• [YOUR TASK]
In the items below, copy the lines from the one with "A rule for this batch: each instance of the shower door" to the one with "column 558, row 102", substituting "ivory" for every "cream" and keeping everything else unchanged.

──────

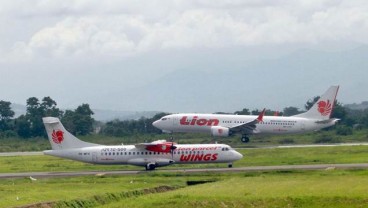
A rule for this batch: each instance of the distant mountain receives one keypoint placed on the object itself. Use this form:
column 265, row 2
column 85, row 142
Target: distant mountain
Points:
column 361, row 106
column 108, row 115
column 99, row 115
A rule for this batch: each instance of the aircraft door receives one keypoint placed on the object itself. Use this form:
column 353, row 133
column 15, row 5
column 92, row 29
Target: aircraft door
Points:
column 94, row 156
column 175, row 121
column 302, row 125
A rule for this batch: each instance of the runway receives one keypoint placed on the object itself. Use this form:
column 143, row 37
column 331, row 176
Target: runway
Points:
column 212, row 170
column 7, row 154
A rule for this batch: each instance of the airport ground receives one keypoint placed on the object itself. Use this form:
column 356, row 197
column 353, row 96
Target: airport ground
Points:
column 329, row 187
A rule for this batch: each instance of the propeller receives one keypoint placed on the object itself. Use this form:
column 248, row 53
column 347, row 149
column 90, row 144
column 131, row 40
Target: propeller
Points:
column 172, row 148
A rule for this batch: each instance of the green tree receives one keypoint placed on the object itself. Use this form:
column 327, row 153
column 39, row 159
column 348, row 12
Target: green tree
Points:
column 290, row 111
column 79, row 121
column 245, row 111
column 49, row 108
column 23, row 127
column 34, row 116
column 311, row 102
column 6, row 113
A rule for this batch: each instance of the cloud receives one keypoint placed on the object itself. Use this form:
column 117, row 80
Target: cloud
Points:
column 122, row 28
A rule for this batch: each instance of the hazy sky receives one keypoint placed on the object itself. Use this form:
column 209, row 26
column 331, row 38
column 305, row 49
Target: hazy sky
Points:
column 92, row 52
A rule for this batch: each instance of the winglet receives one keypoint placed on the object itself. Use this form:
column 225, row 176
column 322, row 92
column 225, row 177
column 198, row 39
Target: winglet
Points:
column 260, row 116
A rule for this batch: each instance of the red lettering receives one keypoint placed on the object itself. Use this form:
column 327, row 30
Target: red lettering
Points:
column 207, row 157
column 213, row 122
column 183, row 121
column 193, row 120
column 192, row 158
column 199, row 122
column 199, row 157
column 184, row 158
column 214, row 157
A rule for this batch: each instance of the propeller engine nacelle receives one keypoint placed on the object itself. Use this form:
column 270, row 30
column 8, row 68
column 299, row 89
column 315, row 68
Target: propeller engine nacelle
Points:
column 220, row 131
column 165, row 147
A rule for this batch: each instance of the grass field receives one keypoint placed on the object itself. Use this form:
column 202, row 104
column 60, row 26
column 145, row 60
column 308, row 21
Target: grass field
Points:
column 252, row 157
column 325, row 188
column 273, row 189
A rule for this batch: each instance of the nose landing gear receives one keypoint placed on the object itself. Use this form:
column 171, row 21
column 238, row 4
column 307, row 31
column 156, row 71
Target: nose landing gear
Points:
column 245, row 138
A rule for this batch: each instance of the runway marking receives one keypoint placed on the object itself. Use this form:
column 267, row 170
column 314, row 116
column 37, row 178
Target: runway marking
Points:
column 6, row 154
column 199, row 170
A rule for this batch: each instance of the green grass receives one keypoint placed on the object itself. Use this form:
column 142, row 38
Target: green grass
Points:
column 252, row 157
column 16, row 192
column 273, row 189
column 323, row 188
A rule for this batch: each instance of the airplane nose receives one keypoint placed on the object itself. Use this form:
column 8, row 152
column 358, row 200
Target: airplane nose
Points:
column 237, row 155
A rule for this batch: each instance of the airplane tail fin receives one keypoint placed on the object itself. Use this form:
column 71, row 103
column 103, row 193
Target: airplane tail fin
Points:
column 322, row 109
column 60, row 138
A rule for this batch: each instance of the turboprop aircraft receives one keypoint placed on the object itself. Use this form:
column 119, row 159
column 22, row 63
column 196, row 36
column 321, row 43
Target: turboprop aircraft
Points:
column 149, row 155
column 221, row 125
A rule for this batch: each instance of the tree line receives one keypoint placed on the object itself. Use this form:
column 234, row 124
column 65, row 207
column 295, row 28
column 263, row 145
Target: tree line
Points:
column 78, row 121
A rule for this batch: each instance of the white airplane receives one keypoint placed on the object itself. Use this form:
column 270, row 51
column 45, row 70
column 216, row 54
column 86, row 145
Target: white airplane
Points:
column 149, row 155
column 316, row 118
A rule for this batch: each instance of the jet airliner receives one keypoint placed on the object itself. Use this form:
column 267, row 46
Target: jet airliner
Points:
column 315, row 118
column 148, row 155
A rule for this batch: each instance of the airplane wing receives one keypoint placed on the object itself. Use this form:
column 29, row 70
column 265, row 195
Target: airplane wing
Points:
column 248, row 128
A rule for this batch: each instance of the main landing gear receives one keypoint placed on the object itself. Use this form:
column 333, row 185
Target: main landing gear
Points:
column 245, row 138
column 150, row 166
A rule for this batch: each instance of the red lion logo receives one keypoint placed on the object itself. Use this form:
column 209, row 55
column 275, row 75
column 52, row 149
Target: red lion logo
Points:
column 57, row 136
column 220, row 131
column 324, row 107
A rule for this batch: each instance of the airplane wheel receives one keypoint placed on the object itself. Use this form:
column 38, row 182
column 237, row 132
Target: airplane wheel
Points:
column 150, row 167
column 245, row 139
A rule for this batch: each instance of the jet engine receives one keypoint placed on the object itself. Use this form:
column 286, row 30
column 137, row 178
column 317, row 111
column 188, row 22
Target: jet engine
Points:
column 220, row 131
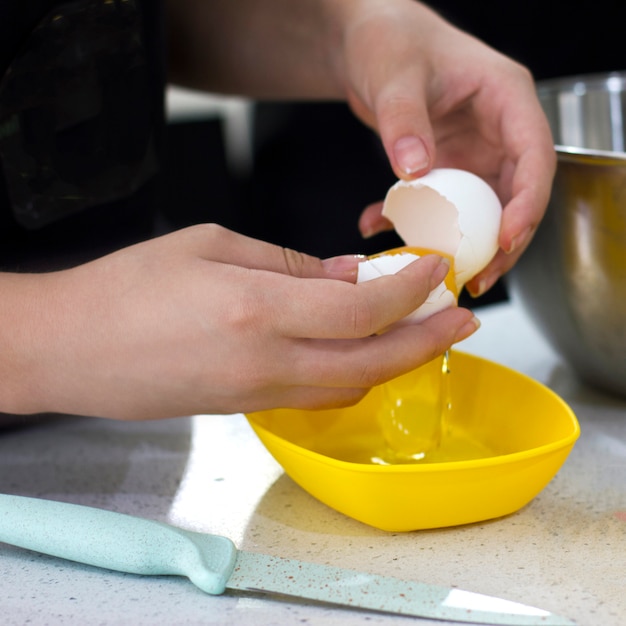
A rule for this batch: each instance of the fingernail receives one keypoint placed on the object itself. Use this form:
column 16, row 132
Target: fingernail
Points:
column 520, row 240
column 410, row 154
column 440, row 272
column 344, row 266
column 467, row 329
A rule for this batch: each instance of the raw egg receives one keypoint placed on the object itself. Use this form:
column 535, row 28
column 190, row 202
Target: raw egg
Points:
column 456, row 214
column 451, row 212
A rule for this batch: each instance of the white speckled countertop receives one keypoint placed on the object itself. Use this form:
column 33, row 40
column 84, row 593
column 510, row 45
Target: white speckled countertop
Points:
column 564, row 552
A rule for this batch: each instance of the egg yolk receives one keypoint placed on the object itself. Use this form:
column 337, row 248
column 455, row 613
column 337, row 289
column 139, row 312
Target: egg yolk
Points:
column 450, row 280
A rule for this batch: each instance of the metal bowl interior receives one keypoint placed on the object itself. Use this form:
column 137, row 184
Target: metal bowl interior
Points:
column 572, row 279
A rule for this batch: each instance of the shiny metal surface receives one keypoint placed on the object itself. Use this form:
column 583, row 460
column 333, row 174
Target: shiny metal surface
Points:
column 572, row 279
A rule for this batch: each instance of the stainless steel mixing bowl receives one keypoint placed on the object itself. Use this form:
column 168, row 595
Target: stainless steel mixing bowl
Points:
column 572, row 279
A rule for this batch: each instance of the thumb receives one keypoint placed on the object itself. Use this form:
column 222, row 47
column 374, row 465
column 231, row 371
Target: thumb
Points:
column 404, row 126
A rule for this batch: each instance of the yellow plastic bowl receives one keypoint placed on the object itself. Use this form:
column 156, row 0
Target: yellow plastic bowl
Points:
column 526, row 429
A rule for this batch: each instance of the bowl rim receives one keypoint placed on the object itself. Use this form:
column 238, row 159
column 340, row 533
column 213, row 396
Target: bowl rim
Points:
column 614, row 81
column 446, row 466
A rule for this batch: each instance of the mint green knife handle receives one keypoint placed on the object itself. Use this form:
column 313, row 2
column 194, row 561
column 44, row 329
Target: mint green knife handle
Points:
column 116, row 541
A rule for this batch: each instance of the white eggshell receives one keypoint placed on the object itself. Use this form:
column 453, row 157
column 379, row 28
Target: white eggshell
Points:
column 450, row 211
column 438, row 299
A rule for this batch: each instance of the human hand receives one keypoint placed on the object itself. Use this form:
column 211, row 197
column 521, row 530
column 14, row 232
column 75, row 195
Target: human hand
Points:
column 208, row 321
column 440, row 98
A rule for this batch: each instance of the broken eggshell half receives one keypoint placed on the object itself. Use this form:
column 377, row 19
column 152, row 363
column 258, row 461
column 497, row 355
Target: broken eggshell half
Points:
column 448, row 211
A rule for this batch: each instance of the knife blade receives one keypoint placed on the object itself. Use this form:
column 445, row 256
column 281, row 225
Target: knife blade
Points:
column 136, row 545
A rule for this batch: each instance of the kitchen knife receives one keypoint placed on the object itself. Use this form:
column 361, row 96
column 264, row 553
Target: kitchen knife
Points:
column 135, row 545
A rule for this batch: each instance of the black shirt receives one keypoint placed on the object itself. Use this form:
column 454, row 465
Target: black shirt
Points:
column 81, row 125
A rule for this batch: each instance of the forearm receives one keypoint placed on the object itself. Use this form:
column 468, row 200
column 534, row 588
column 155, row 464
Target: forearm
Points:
column 262, row 49
column 26, row 325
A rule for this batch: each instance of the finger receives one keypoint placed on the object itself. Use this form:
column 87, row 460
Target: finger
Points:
column 363, row 363
column 309, row 397
column 531, row 185
column 335, row 309
column 216, row 243
column 403, row 123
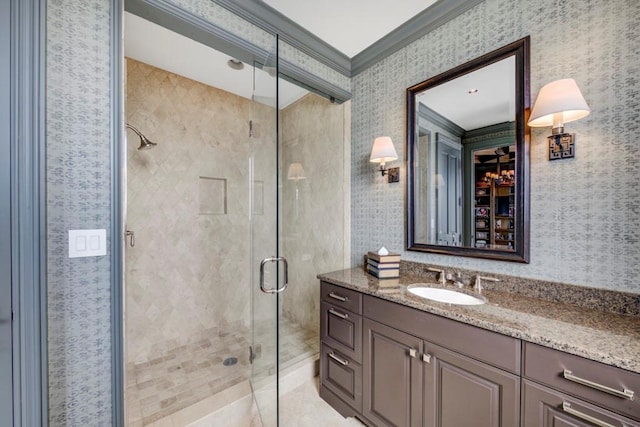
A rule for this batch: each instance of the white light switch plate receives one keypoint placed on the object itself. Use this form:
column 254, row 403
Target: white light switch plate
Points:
column 83, row 243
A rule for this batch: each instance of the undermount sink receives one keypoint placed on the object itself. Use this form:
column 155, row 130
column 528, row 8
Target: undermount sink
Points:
column 446, row 295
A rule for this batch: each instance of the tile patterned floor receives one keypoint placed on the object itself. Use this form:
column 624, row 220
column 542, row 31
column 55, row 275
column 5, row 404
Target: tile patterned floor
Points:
column 191, row 373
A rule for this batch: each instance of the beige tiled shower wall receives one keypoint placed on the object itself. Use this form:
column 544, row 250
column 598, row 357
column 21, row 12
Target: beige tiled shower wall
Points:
column 188, row 203
column 316, row 134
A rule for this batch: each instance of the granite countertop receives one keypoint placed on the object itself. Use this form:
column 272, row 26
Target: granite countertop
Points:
column 598, row 335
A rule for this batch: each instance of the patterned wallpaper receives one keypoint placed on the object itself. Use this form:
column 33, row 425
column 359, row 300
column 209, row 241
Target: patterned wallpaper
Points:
column 78, row 197
column 585, row 212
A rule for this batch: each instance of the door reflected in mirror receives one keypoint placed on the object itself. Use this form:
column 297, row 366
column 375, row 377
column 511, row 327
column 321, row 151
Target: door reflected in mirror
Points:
column 467, row 158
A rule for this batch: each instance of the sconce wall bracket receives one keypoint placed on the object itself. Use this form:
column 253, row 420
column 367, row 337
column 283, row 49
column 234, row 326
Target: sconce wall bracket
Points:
column 393, row 175
column 561, row 146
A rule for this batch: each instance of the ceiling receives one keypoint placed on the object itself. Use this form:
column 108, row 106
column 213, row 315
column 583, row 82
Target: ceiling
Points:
column 350, row 25
column 152, row 44
column 359, row 24
column 488, row 96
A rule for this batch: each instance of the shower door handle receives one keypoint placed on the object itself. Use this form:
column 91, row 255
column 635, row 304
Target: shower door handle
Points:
column 286, row 275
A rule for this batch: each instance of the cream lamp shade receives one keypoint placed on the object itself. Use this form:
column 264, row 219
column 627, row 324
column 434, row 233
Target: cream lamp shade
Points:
column 296, row 172
column 383, row 150
column 558, row 102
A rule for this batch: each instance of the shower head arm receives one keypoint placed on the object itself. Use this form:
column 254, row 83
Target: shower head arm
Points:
column 135, row 130
column 145, row 144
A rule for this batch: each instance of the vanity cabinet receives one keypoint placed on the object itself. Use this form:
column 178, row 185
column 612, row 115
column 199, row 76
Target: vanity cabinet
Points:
column 416, row 369
column 341, row 349
column 392, row 376
column 413, row 368
column 460, row 391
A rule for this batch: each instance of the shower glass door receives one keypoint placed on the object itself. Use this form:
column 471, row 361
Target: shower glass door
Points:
column 266, row 273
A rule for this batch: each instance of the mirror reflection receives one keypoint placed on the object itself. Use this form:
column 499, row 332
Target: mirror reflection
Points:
column 466, row 149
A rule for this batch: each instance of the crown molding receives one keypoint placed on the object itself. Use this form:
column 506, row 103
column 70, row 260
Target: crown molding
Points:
column 426, row 21
column 264, row 16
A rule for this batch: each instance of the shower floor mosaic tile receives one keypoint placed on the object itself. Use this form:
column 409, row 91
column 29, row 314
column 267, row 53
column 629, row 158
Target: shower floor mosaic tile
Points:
column 190, row 373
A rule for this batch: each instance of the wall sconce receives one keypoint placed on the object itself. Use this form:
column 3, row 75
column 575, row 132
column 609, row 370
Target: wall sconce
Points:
column 559, row 102
column 382, row 152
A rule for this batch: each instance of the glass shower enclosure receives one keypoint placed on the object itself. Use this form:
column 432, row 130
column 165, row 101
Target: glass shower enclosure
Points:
column 241, row 203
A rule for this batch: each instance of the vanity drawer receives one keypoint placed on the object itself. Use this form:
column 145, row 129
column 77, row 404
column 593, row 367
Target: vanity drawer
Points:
column 342, row 376
column 341, row 297
column 595, row 382
column 341, row 329
column 543, row 406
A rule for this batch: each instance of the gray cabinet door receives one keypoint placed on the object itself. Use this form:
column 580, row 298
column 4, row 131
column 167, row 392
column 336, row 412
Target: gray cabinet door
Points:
column 544, row 407
column 463, row 392
column 392, row 373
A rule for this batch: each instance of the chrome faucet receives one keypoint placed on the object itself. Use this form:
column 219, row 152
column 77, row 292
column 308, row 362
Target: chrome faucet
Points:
column 442, row 277
column 457, row 279
column 478, row 286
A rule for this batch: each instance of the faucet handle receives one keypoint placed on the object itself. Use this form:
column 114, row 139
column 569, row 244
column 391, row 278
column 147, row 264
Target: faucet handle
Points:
column 442, row 277
column 479, row 279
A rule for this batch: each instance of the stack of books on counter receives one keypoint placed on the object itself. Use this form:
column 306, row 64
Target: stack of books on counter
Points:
column 385, row 267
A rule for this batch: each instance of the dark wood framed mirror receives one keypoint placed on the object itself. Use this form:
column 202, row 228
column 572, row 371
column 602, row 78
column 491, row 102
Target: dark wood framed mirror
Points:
column 468, row 158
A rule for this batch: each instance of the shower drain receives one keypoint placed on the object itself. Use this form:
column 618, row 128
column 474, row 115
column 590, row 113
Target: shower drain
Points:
column 230, row 361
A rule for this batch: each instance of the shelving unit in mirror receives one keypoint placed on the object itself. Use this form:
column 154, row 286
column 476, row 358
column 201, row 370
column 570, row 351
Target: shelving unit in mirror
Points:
column 494, row 202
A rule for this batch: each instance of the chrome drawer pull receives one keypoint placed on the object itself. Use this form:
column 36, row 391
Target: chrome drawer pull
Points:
column 566, row 407
column 625, row 394
column 337, row 359
column 340, row 315
column 338, row 297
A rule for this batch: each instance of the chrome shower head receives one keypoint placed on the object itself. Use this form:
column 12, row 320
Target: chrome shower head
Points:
column 145, row 144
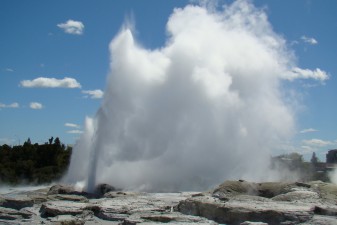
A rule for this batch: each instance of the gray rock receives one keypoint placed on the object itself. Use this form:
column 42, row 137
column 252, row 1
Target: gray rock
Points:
column 16, row 202
column 61, row 189
column 56, row 208
column 72, row 198
column 13, row 214
column 236, row 212
column 101, row 189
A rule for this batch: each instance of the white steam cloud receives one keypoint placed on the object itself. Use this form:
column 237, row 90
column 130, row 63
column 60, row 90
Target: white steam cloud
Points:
column 45, row 82
column 205, row 107
column 35, row 105
column 72, row 27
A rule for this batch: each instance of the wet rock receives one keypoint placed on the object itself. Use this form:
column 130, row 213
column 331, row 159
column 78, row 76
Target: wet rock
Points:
column 235, row 202
column 13, row 214
column 235, row 211
column 16, row 202
column 56, row 208
column 101, row 189
column 72, row 198
column 61, row 189
column 171, row 218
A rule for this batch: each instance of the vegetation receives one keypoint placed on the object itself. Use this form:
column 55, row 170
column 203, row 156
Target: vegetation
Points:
column 34, row 163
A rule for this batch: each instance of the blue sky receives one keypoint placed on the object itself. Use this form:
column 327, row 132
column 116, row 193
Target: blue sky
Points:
column 35, row 43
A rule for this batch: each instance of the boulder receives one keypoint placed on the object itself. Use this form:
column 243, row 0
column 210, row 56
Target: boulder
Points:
column 101, row 189
column 56, row 208
column 61, row 189
column 236, row 211
column 16, row 202
column 13, row 214
column 72, row 198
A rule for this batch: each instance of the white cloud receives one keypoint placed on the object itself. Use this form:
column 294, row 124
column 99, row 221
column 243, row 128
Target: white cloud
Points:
column 44, row 82
column 308, row 130
column 93, row 94
column 75, row 132
column 13, row 105
column 309, row 40
column 35, row 105
column 298, row 73
column 317, row 143
column 73, row 125
column 9, row 70
column 72, row 27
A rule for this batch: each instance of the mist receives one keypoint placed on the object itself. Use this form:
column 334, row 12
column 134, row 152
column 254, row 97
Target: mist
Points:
column 207, row 106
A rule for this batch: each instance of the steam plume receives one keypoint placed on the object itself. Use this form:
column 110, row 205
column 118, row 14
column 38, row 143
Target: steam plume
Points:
column 205, row 107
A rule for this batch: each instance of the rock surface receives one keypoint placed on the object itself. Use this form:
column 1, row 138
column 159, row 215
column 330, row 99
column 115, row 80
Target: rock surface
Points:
column 236, row 202
column 232, row 203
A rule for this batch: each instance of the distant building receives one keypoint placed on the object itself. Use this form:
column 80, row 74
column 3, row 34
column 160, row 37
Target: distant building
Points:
column 331, row 156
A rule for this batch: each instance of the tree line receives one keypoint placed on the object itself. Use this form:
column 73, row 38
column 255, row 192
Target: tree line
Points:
column 34, row 163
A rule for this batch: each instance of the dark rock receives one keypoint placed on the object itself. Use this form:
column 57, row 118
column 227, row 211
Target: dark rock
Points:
column 61, row 189
column 17, row 202
column 13, row 214
column 72, row 198
column 56, row 208
column 102, row 189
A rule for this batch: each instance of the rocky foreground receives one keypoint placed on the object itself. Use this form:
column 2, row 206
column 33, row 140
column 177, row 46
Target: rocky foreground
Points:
column 233, row 202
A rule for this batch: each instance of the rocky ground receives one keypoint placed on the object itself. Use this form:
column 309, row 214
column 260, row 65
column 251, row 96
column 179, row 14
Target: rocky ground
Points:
column 233, row 202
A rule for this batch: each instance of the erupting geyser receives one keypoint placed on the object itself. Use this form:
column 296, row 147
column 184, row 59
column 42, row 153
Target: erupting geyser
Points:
column 205, row 107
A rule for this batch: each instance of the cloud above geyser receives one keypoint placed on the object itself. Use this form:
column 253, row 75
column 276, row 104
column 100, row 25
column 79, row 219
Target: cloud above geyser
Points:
column 45, row 82
column 205, row 107
column 93, row 94
column 12, row 105
column 72, row 27
column 35, row 105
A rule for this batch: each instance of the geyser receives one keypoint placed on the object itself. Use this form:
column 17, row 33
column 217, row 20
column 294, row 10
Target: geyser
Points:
column 206, row 107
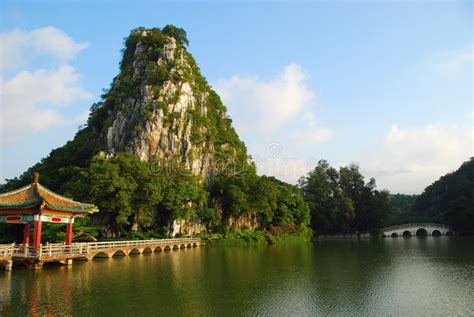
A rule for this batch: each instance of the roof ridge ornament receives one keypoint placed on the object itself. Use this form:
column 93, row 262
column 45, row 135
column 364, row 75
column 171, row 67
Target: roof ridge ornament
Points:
column 35, row 177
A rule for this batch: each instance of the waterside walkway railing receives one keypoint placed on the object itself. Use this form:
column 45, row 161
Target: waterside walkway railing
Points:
column 66, row 253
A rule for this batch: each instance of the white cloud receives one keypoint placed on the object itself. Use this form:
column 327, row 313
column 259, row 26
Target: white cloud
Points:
column 310, row 133
column 409, row 159
column 455, row 61
column 268, row 104
column 33, row 100
column 30, row 101
column 18, row 47
column 281, row 110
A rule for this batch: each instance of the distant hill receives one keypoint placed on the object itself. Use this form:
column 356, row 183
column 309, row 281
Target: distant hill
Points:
column 449, row 200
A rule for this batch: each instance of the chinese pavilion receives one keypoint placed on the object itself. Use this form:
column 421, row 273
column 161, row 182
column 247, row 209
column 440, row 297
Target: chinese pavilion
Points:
column 36, row 204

──────

• [EXERCISE SOLUTION]
A rule for this batch: each instance of the shower door handle receives one keypoint placed on the object itself. Use this form:
column 91, row 255
column 635, row 304
Target: shower door handle
Points:
column 286, row 275
A rule for this batch: each instance of the ivory lamp shade receives one keypoint placed on the object itself. Use this form:
column 264, row 219
column 627, row 324
column 434, row 233
Target: ivory lamp shade
Points:
column 296, row 172
column 383, row 150
column 558, row 102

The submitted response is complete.